* begin EXTRACTED DATA *
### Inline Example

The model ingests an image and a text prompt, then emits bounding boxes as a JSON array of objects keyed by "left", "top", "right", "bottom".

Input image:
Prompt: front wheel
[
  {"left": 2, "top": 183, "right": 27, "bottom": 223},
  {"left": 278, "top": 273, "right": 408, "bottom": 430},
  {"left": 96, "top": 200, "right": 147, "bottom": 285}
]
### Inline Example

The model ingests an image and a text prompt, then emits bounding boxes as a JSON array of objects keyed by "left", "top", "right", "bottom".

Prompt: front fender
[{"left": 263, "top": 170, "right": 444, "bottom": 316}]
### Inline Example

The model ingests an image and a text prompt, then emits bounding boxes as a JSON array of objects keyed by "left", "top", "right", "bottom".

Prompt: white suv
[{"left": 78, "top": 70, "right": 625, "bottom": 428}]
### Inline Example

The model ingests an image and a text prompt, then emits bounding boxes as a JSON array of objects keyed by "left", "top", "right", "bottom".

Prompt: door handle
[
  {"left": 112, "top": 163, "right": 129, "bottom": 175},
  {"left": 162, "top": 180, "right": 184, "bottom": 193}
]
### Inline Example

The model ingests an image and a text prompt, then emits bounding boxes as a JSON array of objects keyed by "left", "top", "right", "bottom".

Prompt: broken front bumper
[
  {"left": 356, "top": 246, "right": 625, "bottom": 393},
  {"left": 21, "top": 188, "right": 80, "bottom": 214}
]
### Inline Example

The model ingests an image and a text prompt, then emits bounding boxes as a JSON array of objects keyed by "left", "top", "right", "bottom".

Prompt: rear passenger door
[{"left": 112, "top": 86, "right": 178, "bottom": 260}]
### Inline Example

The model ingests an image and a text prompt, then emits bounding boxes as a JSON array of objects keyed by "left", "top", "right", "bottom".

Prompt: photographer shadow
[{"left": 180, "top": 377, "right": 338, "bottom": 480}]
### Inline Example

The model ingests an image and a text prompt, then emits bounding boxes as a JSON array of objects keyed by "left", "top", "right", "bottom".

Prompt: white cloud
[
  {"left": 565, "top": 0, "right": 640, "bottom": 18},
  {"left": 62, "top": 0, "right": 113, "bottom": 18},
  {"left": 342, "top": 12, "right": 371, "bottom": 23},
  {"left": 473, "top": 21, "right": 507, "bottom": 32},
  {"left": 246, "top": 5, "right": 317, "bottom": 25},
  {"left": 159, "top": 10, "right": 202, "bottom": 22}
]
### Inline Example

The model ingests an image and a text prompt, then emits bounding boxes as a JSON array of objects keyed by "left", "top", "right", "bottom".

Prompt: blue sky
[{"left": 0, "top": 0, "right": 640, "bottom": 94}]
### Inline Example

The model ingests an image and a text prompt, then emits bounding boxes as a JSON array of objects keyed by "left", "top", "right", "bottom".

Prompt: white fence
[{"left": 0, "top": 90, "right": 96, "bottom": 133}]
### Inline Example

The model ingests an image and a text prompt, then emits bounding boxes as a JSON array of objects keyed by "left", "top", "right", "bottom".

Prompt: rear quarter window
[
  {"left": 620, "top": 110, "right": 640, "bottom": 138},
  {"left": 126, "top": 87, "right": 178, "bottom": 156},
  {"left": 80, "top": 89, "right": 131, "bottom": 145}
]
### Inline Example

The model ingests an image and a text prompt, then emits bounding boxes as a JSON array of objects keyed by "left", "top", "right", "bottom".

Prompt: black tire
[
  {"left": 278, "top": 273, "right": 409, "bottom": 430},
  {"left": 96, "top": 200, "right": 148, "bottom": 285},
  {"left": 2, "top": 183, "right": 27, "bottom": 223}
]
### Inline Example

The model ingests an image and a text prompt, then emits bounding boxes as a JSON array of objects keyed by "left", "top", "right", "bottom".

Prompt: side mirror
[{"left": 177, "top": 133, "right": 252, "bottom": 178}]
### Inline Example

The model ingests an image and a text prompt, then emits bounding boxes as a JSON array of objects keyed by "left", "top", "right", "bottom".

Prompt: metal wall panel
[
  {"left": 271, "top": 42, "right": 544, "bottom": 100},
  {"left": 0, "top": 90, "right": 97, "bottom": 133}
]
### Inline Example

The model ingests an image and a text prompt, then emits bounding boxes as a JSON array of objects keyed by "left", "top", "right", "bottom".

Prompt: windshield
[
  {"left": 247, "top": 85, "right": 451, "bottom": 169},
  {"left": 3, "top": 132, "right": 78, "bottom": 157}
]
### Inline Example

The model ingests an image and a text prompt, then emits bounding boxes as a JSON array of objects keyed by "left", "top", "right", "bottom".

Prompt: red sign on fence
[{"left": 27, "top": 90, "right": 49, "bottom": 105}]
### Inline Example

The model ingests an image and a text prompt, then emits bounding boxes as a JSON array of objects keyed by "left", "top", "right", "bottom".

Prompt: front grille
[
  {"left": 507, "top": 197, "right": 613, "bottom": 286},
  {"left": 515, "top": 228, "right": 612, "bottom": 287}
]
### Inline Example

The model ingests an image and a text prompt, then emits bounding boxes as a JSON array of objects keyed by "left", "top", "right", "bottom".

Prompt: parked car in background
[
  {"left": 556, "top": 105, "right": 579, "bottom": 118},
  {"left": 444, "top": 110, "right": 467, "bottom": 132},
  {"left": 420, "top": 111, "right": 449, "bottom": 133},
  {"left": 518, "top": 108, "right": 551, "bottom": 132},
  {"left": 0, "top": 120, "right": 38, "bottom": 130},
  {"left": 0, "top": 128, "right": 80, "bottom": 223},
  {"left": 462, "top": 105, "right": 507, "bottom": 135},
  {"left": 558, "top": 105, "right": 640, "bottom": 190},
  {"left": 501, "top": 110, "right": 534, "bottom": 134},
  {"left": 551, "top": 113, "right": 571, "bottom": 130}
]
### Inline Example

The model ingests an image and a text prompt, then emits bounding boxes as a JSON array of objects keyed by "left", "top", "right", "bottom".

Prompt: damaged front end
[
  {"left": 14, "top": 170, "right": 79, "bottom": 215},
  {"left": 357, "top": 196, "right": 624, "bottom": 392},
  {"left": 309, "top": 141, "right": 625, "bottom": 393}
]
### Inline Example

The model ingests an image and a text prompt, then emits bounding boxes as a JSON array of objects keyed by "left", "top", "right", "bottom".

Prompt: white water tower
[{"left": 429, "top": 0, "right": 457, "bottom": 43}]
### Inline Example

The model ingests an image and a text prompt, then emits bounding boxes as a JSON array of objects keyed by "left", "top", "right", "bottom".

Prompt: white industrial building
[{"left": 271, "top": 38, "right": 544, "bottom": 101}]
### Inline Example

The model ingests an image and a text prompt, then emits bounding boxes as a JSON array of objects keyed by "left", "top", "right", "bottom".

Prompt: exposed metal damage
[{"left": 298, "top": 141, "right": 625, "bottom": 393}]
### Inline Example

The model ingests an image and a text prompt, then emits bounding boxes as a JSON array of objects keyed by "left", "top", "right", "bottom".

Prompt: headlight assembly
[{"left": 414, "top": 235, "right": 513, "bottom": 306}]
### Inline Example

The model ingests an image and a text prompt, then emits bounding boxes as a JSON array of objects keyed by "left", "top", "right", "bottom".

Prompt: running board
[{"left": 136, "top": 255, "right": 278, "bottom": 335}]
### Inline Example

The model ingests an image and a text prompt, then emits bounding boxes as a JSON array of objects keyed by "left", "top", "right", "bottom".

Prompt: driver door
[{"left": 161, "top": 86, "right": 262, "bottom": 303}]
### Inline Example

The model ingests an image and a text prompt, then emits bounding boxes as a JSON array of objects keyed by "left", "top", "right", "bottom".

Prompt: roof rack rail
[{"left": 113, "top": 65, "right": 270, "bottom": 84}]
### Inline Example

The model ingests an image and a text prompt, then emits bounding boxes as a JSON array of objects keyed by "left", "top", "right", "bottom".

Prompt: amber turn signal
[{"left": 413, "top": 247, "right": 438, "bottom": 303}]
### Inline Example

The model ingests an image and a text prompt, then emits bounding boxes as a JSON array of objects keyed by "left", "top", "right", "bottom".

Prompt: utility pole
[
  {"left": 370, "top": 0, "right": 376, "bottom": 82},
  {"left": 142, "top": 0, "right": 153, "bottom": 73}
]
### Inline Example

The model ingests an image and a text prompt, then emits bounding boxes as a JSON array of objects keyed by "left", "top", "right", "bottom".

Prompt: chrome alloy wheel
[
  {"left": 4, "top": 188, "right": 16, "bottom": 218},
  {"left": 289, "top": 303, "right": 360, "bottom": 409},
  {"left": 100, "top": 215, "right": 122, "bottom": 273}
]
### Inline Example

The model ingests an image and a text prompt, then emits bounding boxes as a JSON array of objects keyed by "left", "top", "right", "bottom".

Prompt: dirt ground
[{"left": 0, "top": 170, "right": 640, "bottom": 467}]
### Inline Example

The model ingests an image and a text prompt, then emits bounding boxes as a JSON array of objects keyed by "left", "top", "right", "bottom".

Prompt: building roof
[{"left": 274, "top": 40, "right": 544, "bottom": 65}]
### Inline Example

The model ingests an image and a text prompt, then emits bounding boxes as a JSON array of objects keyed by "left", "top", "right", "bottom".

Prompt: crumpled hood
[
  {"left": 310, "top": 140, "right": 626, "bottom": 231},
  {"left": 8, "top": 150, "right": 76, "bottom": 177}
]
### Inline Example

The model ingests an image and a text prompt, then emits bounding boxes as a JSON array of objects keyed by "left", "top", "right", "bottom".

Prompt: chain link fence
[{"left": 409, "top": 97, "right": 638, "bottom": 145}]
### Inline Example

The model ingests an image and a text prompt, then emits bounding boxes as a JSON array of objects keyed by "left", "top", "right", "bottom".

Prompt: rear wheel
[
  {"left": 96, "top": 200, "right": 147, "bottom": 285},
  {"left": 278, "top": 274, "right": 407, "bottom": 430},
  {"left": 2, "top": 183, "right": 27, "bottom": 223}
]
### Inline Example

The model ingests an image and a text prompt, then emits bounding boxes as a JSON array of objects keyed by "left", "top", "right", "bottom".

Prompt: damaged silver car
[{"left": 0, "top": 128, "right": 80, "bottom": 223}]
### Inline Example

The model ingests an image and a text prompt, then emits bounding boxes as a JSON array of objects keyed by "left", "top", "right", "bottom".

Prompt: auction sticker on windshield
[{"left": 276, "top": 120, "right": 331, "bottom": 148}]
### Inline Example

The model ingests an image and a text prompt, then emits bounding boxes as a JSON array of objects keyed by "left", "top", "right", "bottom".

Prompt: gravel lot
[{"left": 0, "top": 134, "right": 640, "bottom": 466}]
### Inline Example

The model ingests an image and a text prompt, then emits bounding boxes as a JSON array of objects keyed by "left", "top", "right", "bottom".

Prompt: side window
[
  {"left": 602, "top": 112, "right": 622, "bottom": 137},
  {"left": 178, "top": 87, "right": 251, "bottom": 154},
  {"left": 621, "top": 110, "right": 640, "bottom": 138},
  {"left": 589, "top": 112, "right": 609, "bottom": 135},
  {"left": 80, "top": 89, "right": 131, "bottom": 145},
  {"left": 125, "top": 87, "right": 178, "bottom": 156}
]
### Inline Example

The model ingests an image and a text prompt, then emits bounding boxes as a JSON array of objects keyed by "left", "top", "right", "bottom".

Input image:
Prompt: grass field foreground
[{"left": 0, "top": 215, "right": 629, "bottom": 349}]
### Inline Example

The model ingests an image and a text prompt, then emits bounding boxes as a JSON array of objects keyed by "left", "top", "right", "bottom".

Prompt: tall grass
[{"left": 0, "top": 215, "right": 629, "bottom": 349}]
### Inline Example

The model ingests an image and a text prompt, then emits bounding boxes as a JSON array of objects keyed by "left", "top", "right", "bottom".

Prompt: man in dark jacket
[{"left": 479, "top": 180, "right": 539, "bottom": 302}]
* end EXTRACTED DATA *
# [OBJECTIVE]
Find every line in the data above that contains the word "wheel", and copy each of those lines. Case matters.

# [EXERCISE SOLUTION]
Prompt: front wheel
Prompt: chrome alloy wheel
Prompt: rear wheel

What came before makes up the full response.